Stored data
__________________________________________________

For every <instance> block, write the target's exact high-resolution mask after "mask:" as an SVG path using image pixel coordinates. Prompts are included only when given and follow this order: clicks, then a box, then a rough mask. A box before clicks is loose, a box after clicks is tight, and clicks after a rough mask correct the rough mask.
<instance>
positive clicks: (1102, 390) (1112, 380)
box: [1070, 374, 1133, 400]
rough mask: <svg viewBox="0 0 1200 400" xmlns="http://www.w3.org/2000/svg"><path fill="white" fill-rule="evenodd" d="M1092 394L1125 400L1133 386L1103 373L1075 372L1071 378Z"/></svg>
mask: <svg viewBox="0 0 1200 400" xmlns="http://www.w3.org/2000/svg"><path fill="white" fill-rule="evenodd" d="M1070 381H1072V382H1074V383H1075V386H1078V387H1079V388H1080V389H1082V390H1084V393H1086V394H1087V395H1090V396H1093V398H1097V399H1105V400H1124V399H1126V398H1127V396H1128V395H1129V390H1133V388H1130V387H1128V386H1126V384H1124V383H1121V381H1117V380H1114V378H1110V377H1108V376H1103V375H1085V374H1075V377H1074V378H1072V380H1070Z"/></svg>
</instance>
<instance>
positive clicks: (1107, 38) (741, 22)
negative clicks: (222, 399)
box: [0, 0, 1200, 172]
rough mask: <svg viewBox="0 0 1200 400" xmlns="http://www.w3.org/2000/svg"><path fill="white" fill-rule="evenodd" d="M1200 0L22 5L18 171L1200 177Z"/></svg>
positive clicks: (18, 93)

__________________________________________________

> TASK OBJECTIVE:
Copy out all of the records, keeping every line identical.

> RESULT OF THIS TASK:
For every <instance> block, write the target's exact high-resolution mask after "mask:" as an SVG path using image pixel coordinates. Prompts are included only when given and follow this order: clicks, then a box, then a rough mask. A box before clicks is loose, a box after clicks is tight, and clicks after a rough mask correct the rough mask.
<instance>
positive clicks: (1102, 390) (1112, 380)
box: [1070, 374, 1133, 400]
rough mask: <svg viewBox="0 0 1200 400" xmlns="http://www.w3.org/2000/svg"><path fill="white" fill-rule="evenodd" d="M1092 394L1125 400L1133 386L1103 373L1075 372L1071 378Z"/></svg>
mask: <svg viewBox="0 0 1200 400" xmlns="http://www.w3.org/2000/svg"><path fill="white" fill-rule="evenodd" d="M1070 381H1072V382H1074V383H1075V386H1078V387H1079V388H1080V389H1082V390H1084V393H1086V394H1087V395H1090V396H1093V398H1097V399H1105V400H1124V399H1126V398H1127V396H1128V395H1129V390H1133V388H1130V387H1128V386H1126V384H1124V383H1121V381H1117V380H1114V378H1110V377H1108V376H1103V375H1085V374H1075V377H1074V378H1072V380H1070Z"/></svg>
</instance>
<instance>
positive clicks: (1107, 38) (741, 22)
negative clicks: (222, 399)
box: [0, 0, 1200, 172]
rough mask: <svg viewBox="0 0 1200 400" xmlns="http://www.w3.org/2000/svg"><path fill="white" fill-rule="evenodd" d="M1200 0L22 5L18 171L1200 177Z"/></svg>
positive clicks: (18, 93)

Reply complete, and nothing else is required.